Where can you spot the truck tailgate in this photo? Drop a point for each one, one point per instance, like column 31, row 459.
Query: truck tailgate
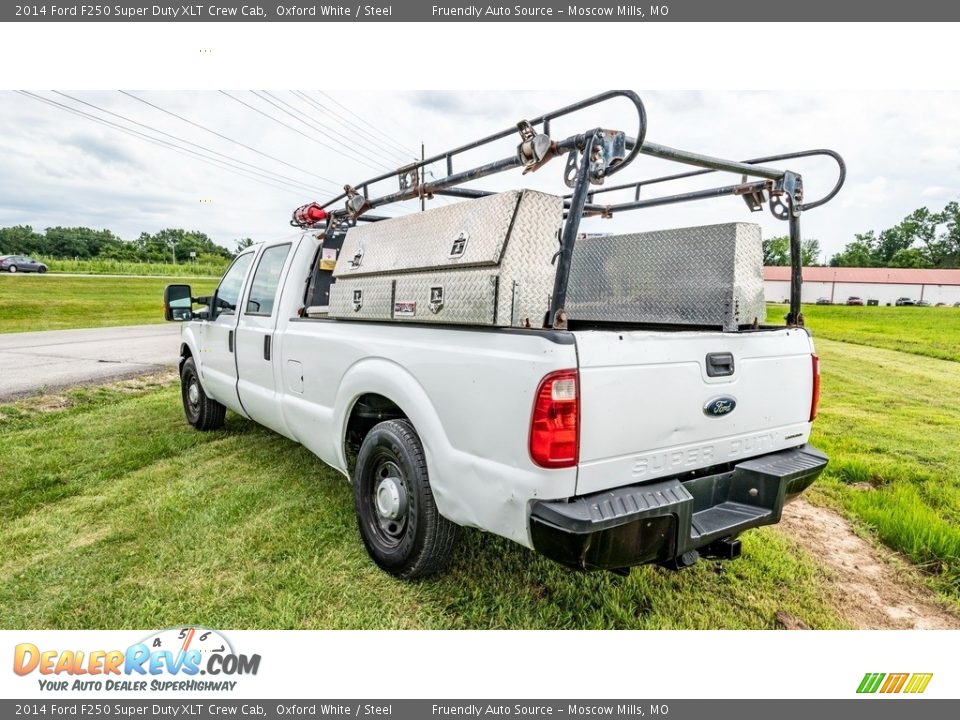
column 649, row 408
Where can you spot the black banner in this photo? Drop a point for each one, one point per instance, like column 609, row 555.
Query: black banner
column 201, row 709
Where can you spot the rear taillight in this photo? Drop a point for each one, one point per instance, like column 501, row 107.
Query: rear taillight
column 815, row 399
column 554, row 427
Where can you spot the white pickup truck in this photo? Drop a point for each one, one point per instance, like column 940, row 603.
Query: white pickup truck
column 600, row 444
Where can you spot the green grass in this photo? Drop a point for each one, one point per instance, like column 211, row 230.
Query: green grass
column 891, row 424
column 48, row 302
column 930, row 331
column 122, row 267
column 147, row 523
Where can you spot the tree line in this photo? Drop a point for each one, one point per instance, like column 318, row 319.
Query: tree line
column 923, row 239
column 88, row 244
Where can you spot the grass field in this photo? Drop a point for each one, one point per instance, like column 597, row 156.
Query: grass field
column 241, row 528
column 120, row 267
column 929, row 331
column 891, row 425
column 48, row 302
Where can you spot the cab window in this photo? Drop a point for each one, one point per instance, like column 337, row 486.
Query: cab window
column 266, row 280
column 228, row 293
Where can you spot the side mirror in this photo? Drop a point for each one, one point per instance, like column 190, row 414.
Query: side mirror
column 177, row 303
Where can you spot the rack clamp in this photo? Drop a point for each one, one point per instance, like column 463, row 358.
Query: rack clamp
column 752, row 195
column 535, row 149
column 356, row 203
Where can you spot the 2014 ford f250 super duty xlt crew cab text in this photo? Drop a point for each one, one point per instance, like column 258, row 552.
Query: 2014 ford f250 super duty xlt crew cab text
column 606, row 400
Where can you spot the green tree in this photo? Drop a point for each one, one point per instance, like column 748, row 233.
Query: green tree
column 860, row 253
column 776, row 251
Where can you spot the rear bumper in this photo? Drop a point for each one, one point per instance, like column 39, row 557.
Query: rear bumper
column 662, row 521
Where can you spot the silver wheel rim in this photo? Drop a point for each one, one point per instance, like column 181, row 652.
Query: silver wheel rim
column 390, row 502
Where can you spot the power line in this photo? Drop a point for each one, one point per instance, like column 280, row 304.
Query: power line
column 162, row 143
column 312, row 126
column 373, row 127
column 290, row 127
column 260, row 171
column 229, row 139
column 401, row 153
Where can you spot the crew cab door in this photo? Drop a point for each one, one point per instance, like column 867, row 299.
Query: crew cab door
column 218, row 365
column 257, row 376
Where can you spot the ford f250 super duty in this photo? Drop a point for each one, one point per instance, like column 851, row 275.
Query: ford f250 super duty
column 608, row 401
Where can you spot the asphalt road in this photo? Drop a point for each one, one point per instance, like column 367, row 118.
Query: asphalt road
column 59, row 358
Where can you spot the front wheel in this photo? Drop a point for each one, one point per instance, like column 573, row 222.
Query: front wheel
column 398, row 518
column 203, row 412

WHAT YOU WILL DO -> Only the words belong in your copy: restate the data above exactly and leave the images out.

ANSWER TO THE EXERCISE ->
Where can you spot the truck tailgate in this photo? Drop a point for each one, one point per instance, like column 31, row 459.
Query: truck tailgate
column 649, row 408
Where can you spot the black banner in this photo? Drop a point for each one, one point per instance, like column 609, row 555.
Query: black banner
column 201, row 709
Where can you spot the rear taillight in this photo? Drop a point for each one, one point per instance, like column 501, row 107.
Query: rear taillight
column 815, row 399
column 554, row 427
Where can you spot the white pickup truck in this photo? Drop a point for each one, one point per instance, like column 940, row 603.
Query: white pickup truck
column 600, row 444
Where can you spot the green grass in this photo? Drop a point for each one, one point per instance, like column 211, row 230.
Query: green grass
column 891, row 424
column 48, row 302
column 930, row 331
column 122, row 267
column 147, row 523
Where can you spot the tree line in this photo? Drop a point for each one, one point per instance, like column 318, row 319.
Query: tree line
column 923, row 239
column 88, row 244
Where can you spot the grass field in this photo? Drop a point for each one, one point per instance, like column 597, row 156.
Query: grass field
column 241, row 528
column 120, row 267
column 929, row 331
column 891, row 425
column 48, row 302
Where can you spot the cab window in this photo? Drop a point for each one, one point per instance, like column 337, row 486.
Query: cab window
column 266, row 280
column 228, row 293
Where can you spot the side mirror in this photo? Drop a point for each one, one point per instance, like column 190, row 414.
Query: side mirror
column 177, row 303
Where can you spot the rack clamp in this photo? Drop a point for each one, one point per instance, like column 463, row 358.
Query: rack clamp
column 752, row 195
column 535, row 149
column 356, row 203
Where can you spot the 2014 ford f250 super duty xlt crew cab text in this photo? Drop a point for each one, one point per instance, like column 258, row 552.
Query: 2014 ford f250 super duty xlt crew cab text
column 606, row 400
Where can you spot the green tree in this photo? Drop a point for each one, one point per instance, like column 748, row 233.
Query: green tree
column 860, row 253
column 776, row 251
Where can you spot the rear bumper in this photo? Drop a point for each one, one point per instance, like column 39, row 557.
Query: rear bumper
column 662, row 521
Where can you spot the silver wheel rim in this photo? Drop a point for each one, one point per instance, like column 181, row 652.
Query: silver wheel rim
column 390, row 502
Where can you spot the power line in this photo? Drop a point for each one, one point per instance, like column 280, row 304.
Query: power line
column 162, row 143
column 312, row 126
column 373, row 127
column 290, row 127
column 260, row 171
column 229, row 139
column 401, row 153
Where can you spot the crew cab door in this photo? Drop a point for each one, one point per instance, like column 867, row 299.
Query: crew cab door
column 218, row 365
column 257, row 376
Where can you spot the ford f250 super duty in this photo? Drop a point for each one, one point per instance, like column 851, row 275.
Query: ford f250 super duty
column 608, row 401
Where can you spot the asphalt road in this photo? Drop a point for each one, one point per instance, like column 367, row 118.
Query: asphalt road
column 59, row 358
Where can you spot the front wheel in this photo? Drop a point for each one, one point per instance, like column 573, row 222.
Query: front wheel
column 398, row 518
column 203, row 412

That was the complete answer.